## What you have to do
Render everything from the line containing "subject: **sunlight on curtain**" down to the line containing "POLYGON ((94 0, 83" in the records below as a JSON list of strings. Give one string per line and leave out blank lines.

(Collection entries)
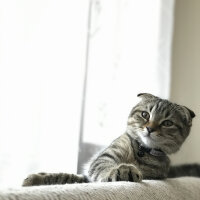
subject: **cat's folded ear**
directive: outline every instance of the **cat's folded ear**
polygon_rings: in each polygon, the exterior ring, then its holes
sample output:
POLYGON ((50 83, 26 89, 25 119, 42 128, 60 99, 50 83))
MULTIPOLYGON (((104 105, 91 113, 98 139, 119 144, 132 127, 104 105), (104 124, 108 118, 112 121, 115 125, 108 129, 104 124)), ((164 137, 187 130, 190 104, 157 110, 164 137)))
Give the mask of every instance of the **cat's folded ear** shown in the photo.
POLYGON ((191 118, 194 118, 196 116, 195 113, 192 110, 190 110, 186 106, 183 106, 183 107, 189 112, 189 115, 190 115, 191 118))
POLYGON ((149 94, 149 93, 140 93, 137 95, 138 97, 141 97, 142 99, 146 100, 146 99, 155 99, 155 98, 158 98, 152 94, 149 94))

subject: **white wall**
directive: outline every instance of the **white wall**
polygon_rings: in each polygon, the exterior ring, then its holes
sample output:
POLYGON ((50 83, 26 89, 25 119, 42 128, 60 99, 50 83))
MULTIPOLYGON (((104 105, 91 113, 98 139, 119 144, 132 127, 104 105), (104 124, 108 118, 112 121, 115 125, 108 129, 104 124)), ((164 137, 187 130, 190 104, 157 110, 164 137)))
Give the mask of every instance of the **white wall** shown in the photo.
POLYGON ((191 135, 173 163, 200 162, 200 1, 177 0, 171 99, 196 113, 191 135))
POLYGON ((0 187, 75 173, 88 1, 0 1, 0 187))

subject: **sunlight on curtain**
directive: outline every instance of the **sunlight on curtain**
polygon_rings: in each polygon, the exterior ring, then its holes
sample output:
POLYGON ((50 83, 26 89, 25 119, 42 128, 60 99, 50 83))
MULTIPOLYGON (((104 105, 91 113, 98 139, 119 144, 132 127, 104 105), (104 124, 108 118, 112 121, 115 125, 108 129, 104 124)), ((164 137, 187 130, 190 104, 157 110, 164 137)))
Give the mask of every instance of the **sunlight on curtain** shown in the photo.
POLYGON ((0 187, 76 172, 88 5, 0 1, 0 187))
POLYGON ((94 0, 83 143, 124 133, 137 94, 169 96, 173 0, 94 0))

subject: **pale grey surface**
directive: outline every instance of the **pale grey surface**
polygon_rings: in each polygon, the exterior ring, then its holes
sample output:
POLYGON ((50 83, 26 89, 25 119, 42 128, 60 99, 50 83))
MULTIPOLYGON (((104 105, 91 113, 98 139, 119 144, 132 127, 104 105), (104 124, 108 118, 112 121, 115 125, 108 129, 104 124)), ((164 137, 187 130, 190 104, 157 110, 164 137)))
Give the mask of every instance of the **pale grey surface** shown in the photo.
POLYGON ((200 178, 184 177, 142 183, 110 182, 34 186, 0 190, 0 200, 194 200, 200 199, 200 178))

--

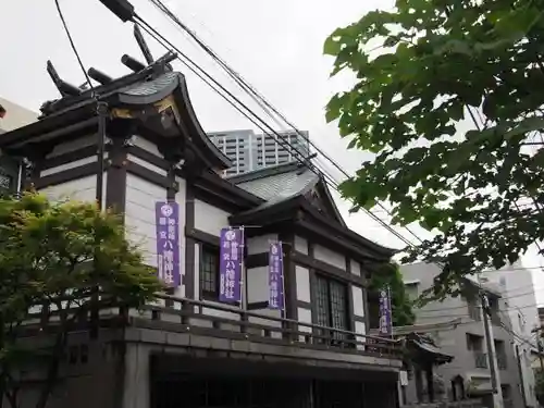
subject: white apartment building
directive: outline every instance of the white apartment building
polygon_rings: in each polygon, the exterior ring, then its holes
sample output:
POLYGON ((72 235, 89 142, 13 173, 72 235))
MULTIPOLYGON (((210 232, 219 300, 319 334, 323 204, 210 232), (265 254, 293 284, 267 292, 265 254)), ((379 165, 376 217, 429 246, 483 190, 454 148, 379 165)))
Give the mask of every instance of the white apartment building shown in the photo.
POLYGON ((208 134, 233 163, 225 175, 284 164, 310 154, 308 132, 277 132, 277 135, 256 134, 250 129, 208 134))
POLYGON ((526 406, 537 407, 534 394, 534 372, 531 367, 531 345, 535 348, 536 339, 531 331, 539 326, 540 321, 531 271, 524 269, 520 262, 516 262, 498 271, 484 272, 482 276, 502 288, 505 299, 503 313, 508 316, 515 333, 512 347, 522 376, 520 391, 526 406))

## Full output
[
  "subject: **sunlight on curtain**",
  "directive: outline every instance of the **sunlight on curtain**",
  "polygon_rings: in each polygon, the exterior ring, then its holes",
  "sample output:",
  "POLYGON ((50 83, 26 89, 25 119, 42 128, 60 99, 50 83))",
  "MULTIPOLYGON (((104 105, 91 113, 98 139, 119 144, 132 127, 104 105), (104 124, 108 118, 112 121, 115 125, 108 129, 104 124)), ((164 137, 187 130, 190 104, 157 110, 164 137)))",
  "Give the mask of every instance of the **sunlight on curtain** shown in the photo.",
  "POLYGON ((0 187, 76 172, 88 5, 0 1, 0 187))",
  "POLYGON ((94 0, 83 143, 124 133, 137 94, 169 96, 173 0, 94 0))"
]